▸ 本题任务
1. 请列出这段关于意识形态权力的文字中所有带引号的词语,重复出现的只列一次。
2. 请把这段关于意识形态权力的文字中从“一句话,开放的、互动的、创新”到“不去占领,资产阶级就去占领。”的这一段原样重新录入。

▸ 文本段落

一句话,开放的、互动的、创新的、具有吸引力的意识形态权力,是"延安体制"的法宝。以此为参照系,当下的意识形态权力如何呢?在客观的体制吸引能力上,调查表明,中国大多数百姓是支持中国共产党的,国内外的民意调查的结果基本一致。但是,既得利益集团呢?如前,对体制有怨气的来自既得利益阶层,在既得利益阶层中,很多人不满是因为"生活政治"即基层生活中的制度、规定的空转而导致的不民主、不公正现象让很多人不满,对"生活政治"的不满转嫁到宏观政治层面。
这且不说。我们所关心的问题是,为什么会有很多"青椒"?为什么他们在课堂上对社会主义价值观持批判态度而更加信奉西方价值观?这固然有他们在"生活政治"中的不满,但更重要的原因,在我看来就是因为中国社会科学没有自己的话语权,没有"新概念新范畴新表述"。人是需要思想的,当一个国家不能创造有效的、有说服力的思想时,其他思想自然会占据这个阵地。正如列宁所说,思想阵地无产阶级不去占领,资产阶级就去占领。

▸ 物体指向数据集记录

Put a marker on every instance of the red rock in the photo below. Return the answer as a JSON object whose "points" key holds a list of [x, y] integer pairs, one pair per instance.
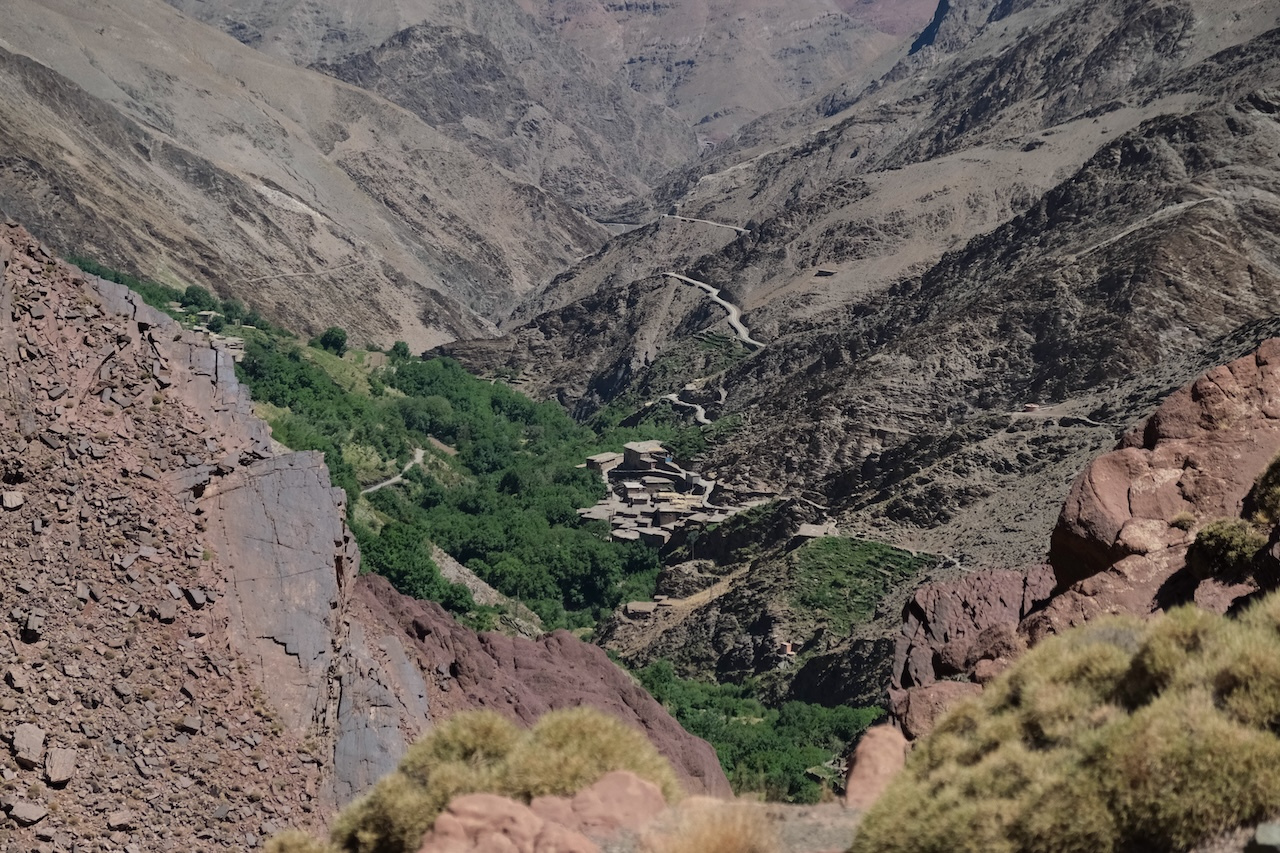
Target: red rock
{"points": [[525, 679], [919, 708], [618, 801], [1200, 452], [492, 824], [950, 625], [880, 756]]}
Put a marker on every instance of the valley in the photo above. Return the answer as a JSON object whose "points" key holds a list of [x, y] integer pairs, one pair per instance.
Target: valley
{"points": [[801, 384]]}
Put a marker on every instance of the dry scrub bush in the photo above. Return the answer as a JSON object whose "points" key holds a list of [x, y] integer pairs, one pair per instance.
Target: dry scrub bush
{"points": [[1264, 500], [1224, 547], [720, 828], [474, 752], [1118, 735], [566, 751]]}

...

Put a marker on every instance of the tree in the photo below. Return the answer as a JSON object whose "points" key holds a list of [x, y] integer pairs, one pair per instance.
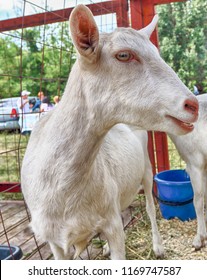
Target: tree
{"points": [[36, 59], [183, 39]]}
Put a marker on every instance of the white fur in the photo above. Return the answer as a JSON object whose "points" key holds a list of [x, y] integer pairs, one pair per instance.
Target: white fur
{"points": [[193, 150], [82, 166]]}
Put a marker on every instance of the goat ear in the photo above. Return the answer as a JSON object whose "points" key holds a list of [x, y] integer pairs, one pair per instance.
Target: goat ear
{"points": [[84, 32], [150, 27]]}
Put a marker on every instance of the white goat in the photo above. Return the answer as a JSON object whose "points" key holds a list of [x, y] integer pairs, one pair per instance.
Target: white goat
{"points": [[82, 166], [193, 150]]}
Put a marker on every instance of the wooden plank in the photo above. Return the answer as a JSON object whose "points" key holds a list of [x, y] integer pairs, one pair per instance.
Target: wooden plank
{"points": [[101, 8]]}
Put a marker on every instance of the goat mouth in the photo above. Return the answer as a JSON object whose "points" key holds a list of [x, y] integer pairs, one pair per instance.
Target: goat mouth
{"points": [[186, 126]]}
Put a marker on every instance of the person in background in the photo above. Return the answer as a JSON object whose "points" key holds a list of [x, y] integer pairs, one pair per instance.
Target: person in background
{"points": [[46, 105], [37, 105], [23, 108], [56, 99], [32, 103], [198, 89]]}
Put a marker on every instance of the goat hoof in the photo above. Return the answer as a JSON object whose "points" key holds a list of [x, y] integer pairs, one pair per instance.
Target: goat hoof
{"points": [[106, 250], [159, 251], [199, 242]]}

▸ 完整答案
1. 延安体制、生活政治、青椒、新概念新范畴新表述

2.
一句话,开放的、互动的、创新的、具有吸引力的意识形态权力,是"延安体制"的法宝。以此为参照系,当下的意识形态权力如何呢?在客观的体制吸引能力上,调查表明,中国大多数百姓是支持中国共产党的,国内外的民意调查的结果基本一致。但是,既得利益集团呢?如前,对体制有怨气的来自既得利益阶层,在既得利益阶层中,很多人不满是因为"生活政治"即基层生活中的制度、规定的空转而导致的不民主、不公正现象让很多人不满,对"生活政治"的不满转嫁到宏观政治层面。
这且不说。我们所关心的问题是,为什么会有很多"青椒"?为什么他们在课堂上对社会主义价值观持批判态度而更加信奉西方价值观?这固然有他们在"生活政治"中的不满,但更重要的原因,在我看来就是因为中国社会科学没有自己的话语权,没有"新概念新范畴新表述"。人是需要思想的,当一个国家不能创造有效的、有说服力的思想时,其他思想自然会占据这个阵地。正如列宁所说,思想阵地无产阶级不去占领,资产阶级就去占领。